* [本文]

▶

要約とは
要約とは、文章のポイントを短くまとめて示すことをいう。
また、長い文章のポイントを短くまとめて示した文章も要約と呼ばれる。
要約は、以下のようなものでなければならない。
- もとの文章のポイントを含んでいること
- 長さの短い文章であること
- 全体が文章としてまとまっていること
要約で大切なことは、『ポイント』が簡潔に示されているということである。そのためには、もともとの文章の順序を変えたり、表現を変えたりしなければならないことがある。
要約の方法
もとの文章から、すぐに要約を作るのは難しい。文章を要約する場合には、要約の文章を書く前に、いくつかの作業が必要になる。
文章を要約するときには、次のような手順がよいだろう。
- 文章を段落に分ける
- 段落の中心文を見つける
- 自分のことばでまとめる
文章を段落に分ける
文章を要約するときには、まず文章の全体をよく読み、全体をいくつかの段落にわけてみるのが良いだろう。
文章は、いくつかの形式段落に分かれているのが普通なので、ほとんどの場合、意味段落にわけることだけを考えればよい。
形式段落と意味段落
改行と1字下げることとで表示されるまとまりを形式段落という(形式段落は「小段落」と呼ばれることもある)。
一方、文章を内容のまとまりによって分けたとき、ひとつひとつのまとまりを意味段落という(意味段落は「大段落」と呼ばれることもある)。
意味段落は形式段落と同じものではない。意味段落は形式段落より大きいのが普通である。いくつかの形式段落のまとまりが意味段落なのである。そのため、意味段落は大段落と呼ばれ、形式段落は小段落と呼ばれる。
- 形式段落(小段落)
- →改行と1文字の字下げによって示される段落のこと
- 意味段落(大段落)
- →内容の上のまとまりによって設定される段落のこと
意味段落と文章の構成
文章を意味段落にわけるときには、文章の構成を考えるとよい。2段構成なのか、3段構成なのかなど、文章がいくつの部分に分かれているのかを考えながら読めば、意味段落が見つけやすくなる。
なお、文章の構成については、【構成について】を参照せよ。
段落の中心文を見つける
文章を要約するときには、それぞれの段落の中心文を見つけるようにするとよい。
中心文とは、段落のなかで、その段落の内容をもっともよく表わしている文のことである。
《段落》 = 〈中心文〉 +( その他の文+その他の文+その他の文… )
中心文は、主に主張や意見、考えをあらわす。一方、中心文ではない文があらわすのは、具体例やくわしい説明、理由などである。
中心文は、段落の始めにあることも、終わりにあることも、中にあることもある。
例1:中心文(主張)→その他の文(理由)
『人間はもっと笑った方がいい。そうすれば、みんなずっと楽しくなるはずだ。もしかすると、争いもなくなるかもしれない。』
中心文→「人間はもっと笑った方がいい。」

◀

* [課題]
a) 要約について述べた本文では、意味段落はほかに何と呼ばれることがあるとしているか。
b) 要約について述べた本文を、最後の文の後から書き継ぐこと。

* [項目の抜粋]
▶

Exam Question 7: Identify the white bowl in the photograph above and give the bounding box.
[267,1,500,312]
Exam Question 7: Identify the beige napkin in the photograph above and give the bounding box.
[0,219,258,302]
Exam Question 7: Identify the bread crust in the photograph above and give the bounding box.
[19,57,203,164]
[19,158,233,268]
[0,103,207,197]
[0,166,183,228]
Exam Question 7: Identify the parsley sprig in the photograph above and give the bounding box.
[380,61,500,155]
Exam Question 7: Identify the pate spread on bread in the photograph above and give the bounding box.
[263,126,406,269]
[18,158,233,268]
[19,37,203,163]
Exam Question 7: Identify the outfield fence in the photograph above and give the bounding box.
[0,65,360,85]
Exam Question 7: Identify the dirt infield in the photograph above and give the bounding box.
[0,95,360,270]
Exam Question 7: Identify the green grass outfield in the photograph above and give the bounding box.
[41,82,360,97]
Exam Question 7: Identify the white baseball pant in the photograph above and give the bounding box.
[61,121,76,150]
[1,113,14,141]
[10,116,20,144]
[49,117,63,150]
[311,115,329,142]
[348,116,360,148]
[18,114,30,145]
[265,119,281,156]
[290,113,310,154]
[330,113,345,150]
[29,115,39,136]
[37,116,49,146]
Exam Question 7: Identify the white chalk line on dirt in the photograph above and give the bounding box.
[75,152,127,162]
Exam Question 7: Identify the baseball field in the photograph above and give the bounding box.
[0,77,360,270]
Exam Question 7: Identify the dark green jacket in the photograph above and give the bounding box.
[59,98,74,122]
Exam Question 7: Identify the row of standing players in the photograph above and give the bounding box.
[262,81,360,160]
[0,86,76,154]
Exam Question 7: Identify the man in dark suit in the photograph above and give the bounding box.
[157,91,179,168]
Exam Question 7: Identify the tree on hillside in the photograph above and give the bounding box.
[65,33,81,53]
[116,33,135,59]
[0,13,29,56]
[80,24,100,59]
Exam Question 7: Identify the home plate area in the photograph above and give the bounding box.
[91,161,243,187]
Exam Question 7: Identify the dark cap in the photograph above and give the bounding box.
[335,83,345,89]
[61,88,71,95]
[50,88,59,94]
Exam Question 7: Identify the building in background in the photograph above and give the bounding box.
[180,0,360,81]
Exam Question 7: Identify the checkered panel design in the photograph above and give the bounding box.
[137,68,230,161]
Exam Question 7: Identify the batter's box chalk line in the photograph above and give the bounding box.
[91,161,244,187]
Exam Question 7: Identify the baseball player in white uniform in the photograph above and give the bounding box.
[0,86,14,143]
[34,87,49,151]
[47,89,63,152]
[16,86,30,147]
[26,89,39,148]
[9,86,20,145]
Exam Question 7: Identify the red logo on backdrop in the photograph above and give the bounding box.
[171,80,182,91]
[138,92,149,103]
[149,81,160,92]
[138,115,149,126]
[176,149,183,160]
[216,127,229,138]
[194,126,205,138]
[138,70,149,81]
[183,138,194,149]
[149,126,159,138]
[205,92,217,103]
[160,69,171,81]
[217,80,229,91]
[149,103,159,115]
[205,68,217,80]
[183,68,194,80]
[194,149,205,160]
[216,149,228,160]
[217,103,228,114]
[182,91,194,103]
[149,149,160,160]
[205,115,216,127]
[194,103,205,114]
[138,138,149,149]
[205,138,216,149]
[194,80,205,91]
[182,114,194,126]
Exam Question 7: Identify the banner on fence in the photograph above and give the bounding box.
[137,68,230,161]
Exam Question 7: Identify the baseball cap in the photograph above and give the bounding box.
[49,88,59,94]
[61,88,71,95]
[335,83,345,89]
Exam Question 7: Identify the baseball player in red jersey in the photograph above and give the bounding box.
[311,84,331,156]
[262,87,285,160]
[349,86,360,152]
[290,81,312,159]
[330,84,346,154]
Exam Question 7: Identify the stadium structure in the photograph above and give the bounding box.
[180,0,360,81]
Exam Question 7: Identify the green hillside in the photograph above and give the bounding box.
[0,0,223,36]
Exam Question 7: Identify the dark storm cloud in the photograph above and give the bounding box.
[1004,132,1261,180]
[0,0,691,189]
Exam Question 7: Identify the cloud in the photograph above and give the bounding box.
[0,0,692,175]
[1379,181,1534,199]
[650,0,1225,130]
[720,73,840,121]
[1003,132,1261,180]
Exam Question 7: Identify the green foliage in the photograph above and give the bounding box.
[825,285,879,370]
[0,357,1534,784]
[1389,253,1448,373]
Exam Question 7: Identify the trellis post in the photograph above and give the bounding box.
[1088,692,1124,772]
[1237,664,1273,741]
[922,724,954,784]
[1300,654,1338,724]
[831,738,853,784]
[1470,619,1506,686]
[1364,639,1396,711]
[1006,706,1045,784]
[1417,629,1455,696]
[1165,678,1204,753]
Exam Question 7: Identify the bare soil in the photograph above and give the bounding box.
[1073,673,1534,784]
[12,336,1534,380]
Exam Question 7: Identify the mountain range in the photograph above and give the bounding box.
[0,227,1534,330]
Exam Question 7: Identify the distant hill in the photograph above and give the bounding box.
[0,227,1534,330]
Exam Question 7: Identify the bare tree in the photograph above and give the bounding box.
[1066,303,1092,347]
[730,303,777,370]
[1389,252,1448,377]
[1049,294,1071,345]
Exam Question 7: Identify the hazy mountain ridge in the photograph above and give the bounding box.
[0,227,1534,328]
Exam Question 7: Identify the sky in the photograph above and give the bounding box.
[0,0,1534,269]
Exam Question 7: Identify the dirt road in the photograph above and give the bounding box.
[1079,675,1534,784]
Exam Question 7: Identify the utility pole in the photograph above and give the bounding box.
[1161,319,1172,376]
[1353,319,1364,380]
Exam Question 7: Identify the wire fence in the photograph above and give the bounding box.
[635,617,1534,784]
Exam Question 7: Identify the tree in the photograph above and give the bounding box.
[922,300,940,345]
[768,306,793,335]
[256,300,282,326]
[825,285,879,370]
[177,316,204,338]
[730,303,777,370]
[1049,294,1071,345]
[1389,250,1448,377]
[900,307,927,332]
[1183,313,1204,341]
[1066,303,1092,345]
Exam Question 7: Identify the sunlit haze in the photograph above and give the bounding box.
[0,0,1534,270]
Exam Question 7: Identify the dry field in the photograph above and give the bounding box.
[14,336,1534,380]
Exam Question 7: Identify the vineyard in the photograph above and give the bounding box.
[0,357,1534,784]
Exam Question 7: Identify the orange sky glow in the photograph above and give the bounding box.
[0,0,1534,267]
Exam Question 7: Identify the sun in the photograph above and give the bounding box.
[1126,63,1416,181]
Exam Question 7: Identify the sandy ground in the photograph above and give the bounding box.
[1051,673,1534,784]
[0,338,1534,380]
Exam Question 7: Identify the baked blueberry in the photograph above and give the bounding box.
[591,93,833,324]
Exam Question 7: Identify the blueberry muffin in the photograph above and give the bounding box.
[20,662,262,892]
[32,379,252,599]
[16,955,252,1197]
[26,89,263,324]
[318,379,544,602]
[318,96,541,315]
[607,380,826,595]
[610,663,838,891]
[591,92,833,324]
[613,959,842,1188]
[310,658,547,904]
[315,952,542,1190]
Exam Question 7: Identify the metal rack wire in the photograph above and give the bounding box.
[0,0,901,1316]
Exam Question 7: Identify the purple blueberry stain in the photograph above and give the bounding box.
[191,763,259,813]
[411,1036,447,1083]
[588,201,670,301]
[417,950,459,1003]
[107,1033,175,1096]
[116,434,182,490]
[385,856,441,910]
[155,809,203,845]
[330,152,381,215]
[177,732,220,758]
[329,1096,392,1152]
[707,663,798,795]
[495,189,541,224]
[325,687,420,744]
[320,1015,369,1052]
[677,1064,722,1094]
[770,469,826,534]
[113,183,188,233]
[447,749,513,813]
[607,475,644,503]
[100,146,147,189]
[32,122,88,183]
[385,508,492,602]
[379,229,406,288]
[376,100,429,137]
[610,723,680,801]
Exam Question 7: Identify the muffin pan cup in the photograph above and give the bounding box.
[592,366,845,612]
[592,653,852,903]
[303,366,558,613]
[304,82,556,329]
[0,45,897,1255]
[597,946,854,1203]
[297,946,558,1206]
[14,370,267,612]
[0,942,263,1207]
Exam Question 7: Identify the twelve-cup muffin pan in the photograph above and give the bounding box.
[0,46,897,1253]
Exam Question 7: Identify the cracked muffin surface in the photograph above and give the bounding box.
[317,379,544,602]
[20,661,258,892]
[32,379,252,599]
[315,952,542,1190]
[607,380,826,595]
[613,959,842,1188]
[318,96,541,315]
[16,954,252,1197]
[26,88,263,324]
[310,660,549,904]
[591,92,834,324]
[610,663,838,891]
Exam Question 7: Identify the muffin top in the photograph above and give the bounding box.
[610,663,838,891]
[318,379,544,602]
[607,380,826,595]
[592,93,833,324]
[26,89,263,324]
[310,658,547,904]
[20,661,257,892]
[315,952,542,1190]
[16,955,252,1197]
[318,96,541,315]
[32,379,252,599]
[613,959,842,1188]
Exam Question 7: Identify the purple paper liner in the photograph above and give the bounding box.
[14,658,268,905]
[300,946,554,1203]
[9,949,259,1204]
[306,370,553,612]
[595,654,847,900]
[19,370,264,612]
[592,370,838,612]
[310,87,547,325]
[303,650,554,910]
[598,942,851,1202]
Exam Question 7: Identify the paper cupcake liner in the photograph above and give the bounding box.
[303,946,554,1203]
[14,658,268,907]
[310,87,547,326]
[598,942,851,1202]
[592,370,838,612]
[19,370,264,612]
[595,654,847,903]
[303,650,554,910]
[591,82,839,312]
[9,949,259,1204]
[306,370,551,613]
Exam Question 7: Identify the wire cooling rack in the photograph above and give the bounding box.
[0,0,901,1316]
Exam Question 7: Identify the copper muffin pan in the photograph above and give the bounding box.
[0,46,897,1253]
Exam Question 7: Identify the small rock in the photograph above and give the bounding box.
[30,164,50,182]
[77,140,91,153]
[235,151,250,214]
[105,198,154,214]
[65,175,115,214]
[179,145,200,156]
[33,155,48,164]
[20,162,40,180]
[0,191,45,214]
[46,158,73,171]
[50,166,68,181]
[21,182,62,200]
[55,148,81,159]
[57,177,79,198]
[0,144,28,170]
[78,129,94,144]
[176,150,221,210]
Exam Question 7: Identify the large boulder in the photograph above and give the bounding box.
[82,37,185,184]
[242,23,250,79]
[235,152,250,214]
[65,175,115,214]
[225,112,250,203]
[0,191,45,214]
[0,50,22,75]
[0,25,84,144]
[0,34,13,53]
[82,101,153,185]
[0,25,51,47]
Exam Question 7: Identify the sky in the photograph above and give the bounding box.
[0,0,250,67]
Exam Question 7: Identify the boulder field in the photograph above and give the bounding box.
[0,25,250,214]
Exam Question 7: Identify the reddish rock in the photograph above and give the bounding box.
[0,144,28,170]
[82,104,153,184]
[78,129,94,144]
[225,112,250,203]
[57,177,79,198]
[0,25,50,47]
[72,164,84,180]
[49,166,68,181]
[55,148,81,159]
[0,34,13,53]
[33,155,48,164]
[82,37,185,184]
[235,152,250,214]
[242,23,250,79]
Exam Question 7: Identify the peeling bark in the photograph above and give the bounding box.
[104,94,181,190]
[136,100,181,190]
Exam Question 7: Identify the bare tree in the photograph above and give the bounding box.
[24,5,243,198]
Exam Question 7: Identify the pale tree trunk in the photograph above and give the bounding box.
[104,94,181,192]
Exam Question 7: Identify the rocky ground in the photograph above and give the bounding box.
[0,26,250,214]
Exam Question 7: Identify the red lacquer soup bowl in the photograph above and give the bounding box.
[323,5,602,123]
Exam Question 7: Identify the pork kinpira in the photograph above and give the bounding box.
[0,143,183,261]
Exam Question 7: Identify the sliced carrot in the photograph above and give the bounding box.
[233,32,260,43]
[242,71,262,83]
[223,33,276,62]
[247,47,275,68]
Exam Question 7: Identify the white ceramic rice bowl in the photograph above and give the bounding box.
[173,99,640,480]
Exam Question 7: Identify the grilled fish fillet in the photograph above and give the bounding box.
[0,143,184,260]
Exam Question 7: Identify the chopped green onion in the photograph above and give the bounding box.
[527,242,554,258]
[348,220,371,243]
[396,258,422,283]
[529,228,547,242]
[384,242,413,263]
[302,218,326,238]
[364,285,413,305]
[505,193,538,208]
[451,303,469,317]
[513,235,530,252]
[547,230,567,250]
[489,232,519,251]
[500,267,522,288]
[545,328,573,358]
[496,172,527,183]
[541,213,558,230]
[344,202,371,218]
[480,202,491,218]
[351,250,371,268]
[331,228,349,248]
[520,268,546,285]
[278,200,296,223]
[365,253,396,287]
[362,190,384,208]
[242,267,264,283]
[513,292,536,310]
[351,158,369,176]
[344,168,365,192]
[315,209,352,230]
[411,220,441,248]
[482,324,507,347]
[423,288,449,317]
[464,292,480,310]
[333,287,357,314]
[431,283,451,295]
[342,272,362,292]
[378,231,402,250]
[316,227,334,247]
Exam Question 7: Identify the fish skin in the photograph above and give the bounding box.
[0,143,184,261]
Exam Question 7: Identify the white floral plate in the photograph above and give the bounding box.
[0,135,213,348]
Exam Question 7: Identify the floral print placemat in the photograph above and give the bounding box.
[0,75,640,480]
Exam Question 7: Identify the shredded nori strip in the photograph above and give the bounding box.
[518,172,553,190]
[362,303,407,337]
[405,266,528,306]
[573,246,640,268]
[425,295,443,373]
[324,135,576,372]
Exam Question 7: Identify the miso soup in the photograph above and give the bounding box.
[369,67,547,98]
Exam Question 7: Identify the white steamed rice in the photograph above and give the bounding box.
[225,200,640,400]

◀

* [課題別の解答]
a) 意味段落は「大段落」と呼ばれることがある。

b)
例2:その他の文(具体例)→中心文(考え)
『彼は、楽しければ笑います。気に入らなければ怒ります。悲しければ泣きます。しかし、それは彼だけではありません。人間は感情的な生き物なのです。』
中心文→「人間は感情的な生き物なのです。」
例3:その他の文(話題の提示)→中心文(意見)→その他の文(補足)
『あなたは、金持ちと貧乏人のどちらを信用するだろうか。金持ちは信用しないが、貧乏人も信用できない。それが、私の考えである。もちろん、あなたの考えとは違うかもしれない。』
中心文→「金持ちは信用しないが、貧乏人も信用できない。」
自分のことばでまとめる
文章の要約するときには、自分のことばでまとめなければならない。もとの文章のなかにある文や語句をつなぎあわせただけでは、要約とはいえない。
自分のことばでまとめるときには、次の点に注意するとよい。
- 考えや意見を残して、事実や出来事は削除
- 長さが長い文は、修飾語句を削除してみる
- 複雑な文は、二つの文に分けてから考える
- 内容のくり返しは、ひとつの文にまとめる
- まとめや結論がはっきり分かるように書く
例文の要約(1)
次の例文をどのように要約するか考えてみよう。
例文1:
UFOの目撃談は、すでに伝説を作りあげている。何千という新聞報道の他に、これに関するシリーズ本などが出版され、UFOを肯定するものもあれば、否定するものもあり、まじめなものもあればインチキもあるというありさまである。
UFO現象そのものは、最近も目撃の報告が続いているように、それによって影響を受けた様子はない。それは、依然として続いているのである。その正体が何であるにせよ、ひとつ確かなことは、それが「神話」になったということである。
わたしたちは、ここに伝説というものがどのように生まれるのかを見ることができる。暗い困難な時代に、他の天体から「天上の」勢力が地球侵略を試みる、あるいは少なくとも地球に接近してくるという驚異の物語が生まれる様子が見られるのである。人間の想像力が宇宙飛行や他の天体の探検や侵略の可能性を考えることができるようになった時代だからこそだろう。
わたしたち人類は、月や火星を目指し、太陽系の他の惑星やさらには恒星の住人は逆に地球を目指していることになる。わたしたちの宇宙への野心は、私たちの誰でも知っているところだが、他の天体に同様の思惑があるとするのは神話的推測、すなわち「投影」にほかならない。
(C.G.ユンク「噂としてのUFO」の表現を一部修正)
- 読解のヒント1:第2段落(形式段落)の「それ」は何を指している?
- →指示詞の指す内容
- 読解のヒント2:「神話的推測」や「投影」とはどのようなものをいう?
- →「神話的推測」と「投影」の図解
- 読解のヒント3:「神話」にはどのような特徴がある?
- →神話は、間違った論理によって出来ている【→ヒント2参照】。神話は、人々がそれを信じることによってのみ成り立つものである。
文章を段落に分けてみる
上の文章は、すでに4つの形式段落に分かれている。したがって、全体がどのような意味段落に分けられるのかだけを考えればいい。
まず、上の文章では、1番目と2番目の形式段落が、ともに『UFOの目撃談』について述べていることがわかる(つまり、UFO現象という《具体例》について述べている)。1番目と2番目の形式段落は、ひとつの意味段落にまとめることができるだろう。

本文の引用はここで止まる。